本文の「さて、またまたお馴染み、「ど」から「端にミジメさが頂点に達する。」までのすべてを、一字も変えずに書き写すこと。

- _本文_
* * *
Sun 090517 「晴耕雨読の生活」の実態について 早朝に帰った日の「松和荘ごもり」 | 今井宏オフィシャルブログ「風吹かば倒るの記」Powered by Ameba

Sun 090517 「晴耕雨読の生活」の実態について 早朝に帰った日の「松和荘ごもり」

 こういう記憶は(昨日の続きです)、実際よりも誇張されていることが多い。記憶としては「毎日そういうふうだった」と思うのだが、冷静に考えてみれば、実際には1週間のうち3日か4日、もっと少なかった可能性もなくはない。「晴耕雨読」というときと同じである。晴れた日には畑を耕し、雨が降れば「耕す」ことはできないから、部屋で静かに読書する。そういう理想郷があって、マンガなんかで描かれるときには、雨音の響く縁側に出した文机に、4冊も5冊も分厚い本が積み上げられたりしているものだ。しかし現実にそういう生活をやってみると、「雨の日なんか滅多にない」ことに初めて気がつく。晴れの日1週間に対して、雨の日1日ぐらいがせいぜいで、雨の多い季節でもないかぎり、読書は一向に進まない。ましてや「1日中雨」となどという、「読に恵まれた日」は少ない。明け方に雨が降って「おお、今日は『読』で行くぞ」と意気込んでいると、午前の早い時間には雨はすっかり上がって、明るく輝かしい陽がさんさんと差してくる。そうなれば、建前上どうしても「耕」でなければならない。方針をねじまげるのは間違っている。そういうふうで、実際には「耕」ばかりで、「読」はほとんどできないのだ。マンガみたいに、分厚い本を4冊も5冊も積み上げたりなんかしたら、(あくまで私の感じとしては)丸々1年かかっても読破できそうにない。

 

1298
(ラジオ体操)


 さて、またまたお馴染み、「どこまでも話はそれていく」。この何日かにわたって書いたように朝から夜9時まで図書館にこもって、自分の意識としては「図書館のヌシ」になり、夜から深夜または早朝にかけて酒に浸っていたのは、おそらく週に3日程度。残りの3~4日は松和荘にこもって、むしろ「松和荘のヌシ」になっていたことになる。特に前夜の飲み会が「早朝まで」になり、始発で北松戸に帰ってきた場合はそうである。マジメに生きている通勤通学の人々におかしな優越感を感じながら、まだ缶ビールを買ったり、不二家ピーチネクターを自動販売機から引っぱり出し、自動販売機の足もとに10円玉1コを発見して大喜びで帰ってきたり、そういうミジメな朝は、部屋に転がり込んだ途端にミジメさが頂点に達する。

 

1299
(ラジオ体操・拡大図)
* * *
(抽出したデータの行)
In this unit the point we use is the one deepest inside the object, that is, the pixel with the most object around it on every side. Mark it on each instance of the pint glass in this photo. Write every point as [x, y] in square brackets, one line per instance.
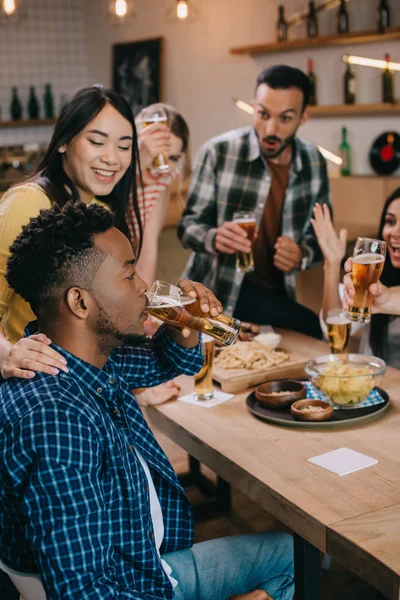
[338, 325]
[368, 260]
[170, 304]
[203, 386]
[247, 221]
[149, 116]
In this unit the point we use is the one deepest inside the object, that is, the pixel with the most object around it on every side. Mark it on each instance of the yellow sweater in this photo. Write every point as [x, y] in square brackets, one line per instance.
[17, 207]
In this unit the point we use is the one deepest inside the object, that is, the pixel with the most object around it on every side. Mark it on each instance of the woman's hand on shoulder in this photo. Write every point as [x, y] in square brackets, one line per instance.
[31, 355]
[333, 246]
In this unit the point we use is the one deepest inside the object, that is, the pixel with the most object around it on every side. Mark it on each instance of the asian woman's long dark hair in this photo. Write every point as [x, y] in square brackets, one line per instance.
[390, 277]
[75, 115]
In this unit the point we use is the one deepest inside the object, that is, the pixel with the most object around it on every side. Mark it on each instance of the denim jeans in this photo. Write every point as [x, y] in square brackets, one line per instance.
[217, 569]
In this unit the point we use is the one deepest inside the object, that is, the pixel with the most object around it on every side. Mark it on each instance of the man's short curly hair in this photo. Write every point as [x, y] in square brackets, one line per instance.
[55, 251]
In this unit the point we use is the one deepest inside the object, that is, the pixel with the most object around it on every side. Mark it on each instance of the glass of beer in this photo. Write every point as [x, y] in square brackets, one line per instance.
[338, 325]
[203, 386]
[170, 304]
[151, 115]
[246, 219]
[368, 260]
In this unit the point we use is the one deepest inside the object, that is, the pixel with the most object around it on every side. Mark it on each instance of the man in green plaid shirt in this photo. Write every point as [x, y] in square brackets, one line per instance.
[266, 169]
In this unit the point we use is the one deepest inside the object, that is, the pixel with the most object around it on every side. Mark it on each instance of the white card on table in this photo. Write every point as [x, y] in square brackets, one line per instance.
[343, 461]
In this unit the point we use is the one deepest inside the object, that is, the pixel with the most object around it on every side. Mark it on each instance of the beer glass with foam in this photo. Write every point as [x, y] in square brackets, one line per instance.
[338, 326]
[170, 304]
[149, 116]
[203, 386]
[368, 260]
[246, 219]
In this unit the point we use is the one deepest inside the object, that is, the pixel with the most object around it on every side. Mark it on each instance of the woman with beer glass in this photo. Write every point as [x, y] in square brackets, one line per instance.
[380, 332]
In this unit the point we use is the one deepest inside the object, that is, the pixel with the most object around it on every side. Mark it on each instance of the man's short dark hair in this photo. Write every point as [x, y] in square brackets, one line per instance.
[282, 77]
[55, 251]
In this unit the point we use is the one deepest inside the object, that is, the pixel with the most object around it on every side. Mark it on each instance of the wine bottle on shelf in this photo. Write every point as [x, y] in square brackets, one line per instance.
[345, 154]
[343, 19]
[48, 101]
[387, 82]
[383, 16]
[33, 104]
[349, 85]
[15, 106]
[281, 26]
[312, 21]
[313, 83]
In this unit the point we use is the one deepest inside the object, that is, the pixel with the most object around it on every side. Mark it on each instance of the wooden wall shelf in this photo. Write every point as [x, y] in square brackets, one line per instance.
[354, 110]
[27, 123]
[361, 37]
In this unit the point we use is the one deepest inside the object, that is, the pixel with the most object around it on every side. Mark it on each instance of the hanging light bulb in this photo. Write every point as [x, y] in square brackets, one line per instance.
[182, 9]
[121, 8]
[9, 7]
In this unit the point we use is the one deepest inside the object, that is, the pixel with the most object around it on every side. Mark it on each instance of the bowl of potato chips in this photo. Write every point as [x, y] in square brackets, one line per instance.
[345, 379]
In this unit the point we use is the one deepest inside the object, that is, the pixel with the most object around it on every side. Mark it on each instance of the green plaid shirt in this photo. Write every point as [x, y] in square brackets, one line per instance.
[230, 174]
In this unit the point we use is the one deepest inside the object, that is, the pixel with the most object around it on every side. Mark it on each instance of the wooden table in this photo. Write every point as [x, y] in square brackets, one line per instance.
[269, 464]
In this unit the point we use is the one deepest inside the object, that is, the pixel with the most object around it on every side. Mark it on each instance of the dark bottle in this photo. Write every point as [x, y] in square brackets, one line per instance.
[313, 83]
[387, 82]
[281, 26]
[48, 101]
[15, 106]
[343, 19]
[312, 21]
[33, 104]
[345, 154]
[383, 16]
[349, 85]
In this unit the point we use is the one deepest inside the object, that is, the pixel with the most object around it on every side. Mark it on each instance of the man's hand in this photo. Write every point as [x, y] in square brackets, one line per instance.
[30, 355]
[231, 238]
[153, 140]
[287, 254]
[256, 595]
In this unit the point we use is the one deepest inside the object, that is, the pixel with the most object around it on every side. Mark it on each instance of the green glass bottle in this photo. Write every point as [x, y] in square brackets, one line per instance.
[349, 85]
[345, 154]
[33, 104]
[48, 101]
[15, 106]
[387, 82]
[313, 83]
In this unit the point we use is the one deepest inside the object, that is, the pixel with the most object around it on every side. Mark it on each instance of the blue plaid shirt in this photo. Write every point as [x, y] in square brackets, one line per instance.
[74, 500]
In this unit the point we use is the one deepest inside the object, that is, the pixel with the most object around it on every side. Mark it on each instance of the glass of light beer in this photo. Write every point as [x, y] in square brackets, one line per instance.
[203, 386]
[338, 325]
[368, 260]
[246, 219]
[170, 304]
[148, 116]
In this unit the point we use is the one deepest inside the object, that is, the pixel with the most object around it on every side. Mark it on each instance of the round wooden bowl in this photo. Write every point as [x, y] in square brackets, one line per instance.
[270, 394]
[299, 410]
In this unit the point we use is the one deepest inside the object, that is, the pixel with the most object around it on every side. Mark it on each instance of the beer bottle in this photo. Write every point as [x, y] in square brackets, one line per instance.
[349, 85]
[343, 19]
[345, 154]
[383, 16]
[281, 26]
[313, 83]
[33, 104]
[48, 101]
[312, 21]
[15, 106]
[387, 82]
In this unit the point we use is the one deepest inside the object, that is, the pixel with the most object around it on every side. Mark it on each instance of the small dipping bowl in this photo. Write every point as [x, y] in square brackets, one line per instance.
[280, 393]
[311, 410]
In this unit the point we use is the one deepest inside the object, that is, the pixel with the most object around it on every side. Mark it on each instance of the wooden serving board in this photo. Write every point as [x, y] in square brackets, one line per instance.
[235, 380]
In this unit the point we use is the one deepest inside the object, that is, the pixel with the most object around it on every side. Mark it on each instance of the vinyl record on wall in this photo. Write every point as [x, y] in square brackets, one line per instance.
[385, 153]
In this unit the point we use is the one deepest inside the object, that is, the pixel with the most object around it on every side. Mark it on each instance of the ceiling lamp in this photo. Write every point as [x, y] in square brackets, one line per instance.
[325, 153]
[181, 11]
[121, 12]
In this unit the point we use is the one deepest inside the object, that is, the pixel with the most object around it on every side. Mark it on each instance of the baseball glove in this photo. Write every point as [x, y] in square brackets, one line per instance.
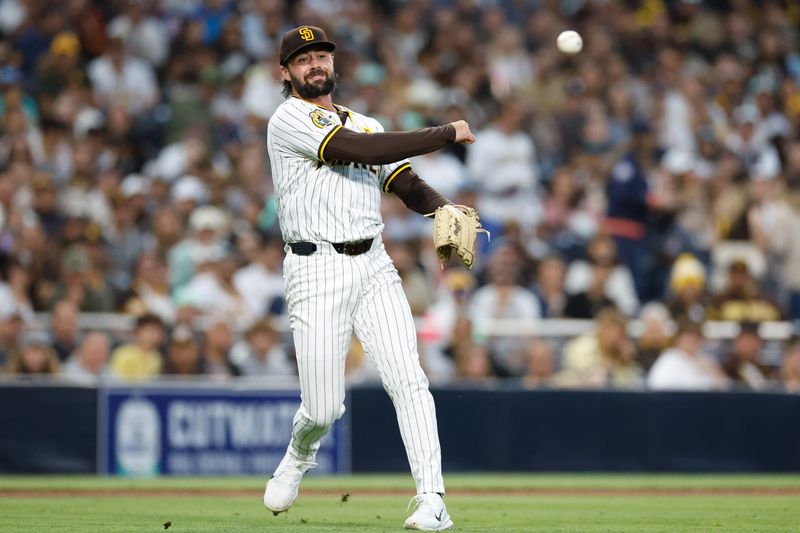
* * *
- _解答_
さて、またまたお馴染み、「どこまでも話はそれていく」。この何日かにわたって書いたように朝から夜9時まで図書館にこもって、自分の意識としては「図書館のヌシ」になり、夜から深夜または早朝にかけて酒に浸っていたのは、おそらく週に3日程度。残りの3~4日は松和荘にこもって、むしろ「松和荘のヌシ」になっていたことになる。特に前夜の飲み会が「早朝まで」になり、始発で北松戸に帰ってきた場合はそうである。マジメに生きている通勤通学の人々におかしな優越感を感じながら、まだ缶ビールを買ったり、不二家ピーチネクターを自動販売機から引っぱり出し、自動販売機の足もとに10円玉1コを発見して大喜びで帰ってきたり、そういうミジメな朝は、部屋に転がり込んだ途端にミジメさが頂点に達する。